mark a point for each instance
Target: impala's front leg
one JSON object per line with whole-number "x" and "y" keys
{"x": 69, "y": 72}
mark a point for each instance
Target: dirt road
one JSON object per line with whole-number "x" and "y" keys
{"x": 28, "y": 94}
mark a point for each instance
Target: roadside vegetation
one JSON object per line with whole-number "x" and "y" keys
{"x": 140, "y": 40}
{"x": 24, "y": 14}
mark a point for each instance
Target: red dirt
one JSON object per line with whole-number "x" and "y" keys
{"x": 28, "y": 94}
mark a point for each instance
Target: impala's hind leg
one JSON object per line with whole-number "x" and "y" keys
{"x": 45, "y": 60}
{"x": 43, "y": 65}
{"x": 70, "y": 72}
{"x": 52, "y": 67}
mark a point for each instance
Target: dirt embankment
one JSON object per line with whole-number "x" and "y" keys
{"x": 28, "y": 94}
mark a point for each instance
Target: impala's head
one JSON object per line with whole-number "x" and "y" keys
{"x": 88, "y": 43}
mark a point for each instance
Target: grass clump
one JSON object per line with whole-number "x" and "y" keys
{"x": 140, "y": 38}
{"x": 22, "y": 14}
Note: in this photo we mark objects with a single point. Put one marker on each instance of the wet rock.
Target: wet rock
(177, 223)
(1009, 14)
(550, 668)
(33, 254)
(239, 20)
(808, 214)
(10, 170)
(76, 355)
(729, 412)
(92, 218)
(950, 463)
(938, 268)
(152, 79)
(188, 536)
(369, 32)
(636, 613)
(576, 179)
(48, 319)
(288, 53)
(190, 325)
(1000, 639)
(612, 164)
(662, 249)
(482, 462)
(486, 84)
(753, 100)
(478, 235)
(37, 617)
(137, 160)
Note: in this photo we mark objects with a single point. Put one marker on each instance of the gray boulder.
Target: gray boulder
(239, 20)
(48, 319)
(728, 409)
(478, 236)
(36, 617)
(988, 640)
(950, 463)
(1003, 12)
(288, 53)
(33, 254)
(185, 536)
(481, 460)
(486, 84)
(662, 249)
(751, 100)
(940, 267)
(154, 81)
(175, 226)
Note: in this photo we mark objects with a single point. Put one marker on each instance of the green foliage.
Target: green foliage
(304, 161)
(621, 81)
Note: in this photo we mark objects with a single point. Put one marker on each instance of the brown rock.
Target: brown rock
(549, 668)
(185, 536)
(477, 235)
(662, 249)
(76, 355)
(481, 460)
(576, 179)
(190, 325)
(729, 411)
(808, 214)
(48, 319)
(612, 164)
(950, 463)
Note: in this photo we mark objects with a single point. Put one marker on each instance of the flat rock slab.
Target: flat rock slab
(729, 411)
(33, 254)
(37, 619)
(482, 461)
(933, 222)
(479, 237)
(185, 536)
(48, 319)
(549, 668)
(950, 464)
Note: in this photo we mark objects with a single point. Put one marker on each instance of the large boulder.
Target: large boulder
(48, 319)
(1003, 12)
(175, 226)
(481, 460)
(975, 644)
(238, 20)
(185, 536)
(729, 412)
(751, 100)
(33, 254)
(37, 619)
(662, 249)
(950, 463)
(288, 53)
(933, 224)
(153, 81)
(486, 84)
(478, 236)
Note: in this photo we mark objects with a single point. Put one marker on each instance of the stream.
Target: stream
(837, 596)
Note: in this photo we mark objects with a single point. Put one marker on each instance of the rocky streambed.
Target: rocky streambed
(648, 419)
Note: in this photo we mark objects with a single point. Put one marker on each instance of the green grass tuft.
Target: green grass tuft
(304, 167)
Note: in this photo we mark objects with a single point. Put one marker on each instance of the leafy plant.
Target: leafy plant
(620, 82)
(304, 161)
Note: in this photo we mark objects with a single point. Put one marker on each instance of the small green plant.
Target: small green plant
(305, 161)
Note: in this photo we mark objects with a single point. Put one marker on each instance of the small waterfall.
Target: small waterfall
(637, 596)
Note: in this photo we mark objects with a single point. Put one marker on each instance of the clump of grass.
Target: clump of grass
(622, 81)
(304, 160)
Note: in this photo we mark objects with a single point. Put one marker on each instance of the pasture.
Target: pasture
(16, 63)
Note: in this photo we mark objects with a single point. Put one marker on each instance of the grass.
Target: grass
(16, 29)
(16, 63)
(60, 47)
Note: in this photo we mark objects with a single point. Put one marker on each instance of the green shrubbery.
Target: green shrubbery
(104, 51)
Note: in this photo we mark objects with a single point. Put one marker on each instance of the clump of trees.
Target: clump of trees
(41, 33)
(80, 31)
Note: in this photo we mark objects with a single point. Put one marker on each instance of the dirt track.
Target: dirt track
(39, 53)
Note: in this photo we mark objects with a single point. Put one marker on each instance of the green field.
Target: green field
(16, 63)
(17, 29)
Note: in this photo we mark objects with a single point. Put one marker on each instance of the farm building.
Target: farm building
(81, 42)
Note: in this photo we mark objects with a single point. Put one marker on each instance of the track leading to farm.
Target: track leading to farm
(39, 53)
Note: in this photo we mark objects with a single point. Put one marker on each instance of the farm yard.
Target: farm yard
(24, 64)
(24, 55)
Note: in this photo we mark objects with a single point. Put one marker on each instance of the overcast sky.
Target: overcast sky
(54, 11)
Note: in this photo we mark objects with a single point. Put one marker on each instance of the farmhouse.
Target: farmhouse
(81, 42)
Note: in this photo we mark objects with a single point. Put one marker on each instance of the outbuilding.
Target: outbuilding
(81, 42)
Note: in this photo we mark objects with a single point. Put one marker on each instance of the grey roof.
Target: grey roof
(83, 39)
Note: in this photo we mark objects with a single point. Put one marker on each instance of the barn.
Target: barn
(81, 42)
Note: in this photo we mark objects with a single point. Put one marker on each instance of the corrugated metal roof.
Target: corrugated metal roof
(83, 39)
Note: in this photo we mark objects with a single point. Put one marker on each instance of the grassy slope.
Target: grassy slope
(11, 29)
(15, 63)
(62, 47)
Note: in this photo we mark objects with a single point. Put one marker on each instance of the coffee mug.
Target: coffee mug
+++
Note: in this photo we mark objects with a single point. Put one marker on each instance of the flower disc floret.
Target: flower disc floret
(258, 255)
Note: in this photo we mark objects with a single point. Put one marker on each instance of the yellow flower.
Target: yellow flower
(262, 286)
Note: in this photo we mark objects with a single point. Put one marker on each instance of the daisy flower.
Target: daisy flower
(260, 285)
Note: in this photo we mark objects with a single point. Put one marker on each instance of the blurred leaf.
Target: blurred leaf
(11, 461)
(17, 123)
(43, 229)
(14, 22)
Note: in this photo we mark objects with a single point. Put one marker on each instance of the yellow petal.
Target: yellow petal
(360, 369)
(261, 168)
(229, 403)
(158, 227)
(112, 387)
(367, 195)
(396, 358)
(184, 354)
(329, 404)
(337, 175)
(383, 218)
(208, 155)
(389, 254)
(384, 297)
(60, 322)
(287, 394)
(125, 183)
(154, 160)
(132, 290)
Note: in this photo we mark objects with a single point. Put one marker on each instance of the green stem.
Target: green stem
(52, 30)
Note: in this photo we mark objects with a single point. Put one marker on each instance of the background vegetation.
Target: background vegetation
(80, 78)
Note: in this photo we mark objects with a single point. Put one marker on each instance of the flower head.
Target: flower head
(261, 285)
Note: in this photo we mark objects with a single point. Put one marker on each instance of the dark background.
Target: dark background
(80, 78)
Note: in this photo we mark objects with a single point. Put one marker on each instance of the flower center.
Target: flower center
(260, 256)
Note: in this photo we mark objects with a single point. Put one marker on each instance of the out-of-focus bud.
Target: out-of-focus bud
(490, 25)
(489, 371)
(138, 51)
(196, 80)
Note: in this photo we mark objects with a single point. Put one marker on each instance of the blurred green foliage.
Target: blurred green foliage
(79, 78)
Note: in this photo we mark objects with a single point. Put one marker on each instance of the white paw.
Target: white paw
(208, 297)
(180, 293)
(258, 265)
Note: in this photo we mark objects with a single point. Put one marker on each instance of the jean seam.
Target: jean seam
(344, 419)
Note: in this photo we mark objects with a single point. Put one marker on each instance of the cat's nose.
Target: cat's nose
+++
• _Stated goal_: Rewrite the entries from the line with "blurred green foliage." up to and including the line with "Target: cat's nose", changing "single point" to "single dot" and leaving everything else as it is.

• _Answer for this exercise_:
Note: in this photo we mark objects with a single dot. Put one marker on each instance of the blurred green foliage.
Target: blurred green foliage
(79, 78)
Note: in this photo we mark objects with a single dot. Put one marker on each instance of the white paw.
Target: white paw
(208, 297)
(180, 293)
(258, 265)
Note: in this photo we mark objects with a single dot. Put one marker on each instance of the jean seam.
Target: jean seam
(344, 419)
Note: in this photo we mark objects with a single dot. Put one marker on each instance of the cat's nose.
Target: cat's nose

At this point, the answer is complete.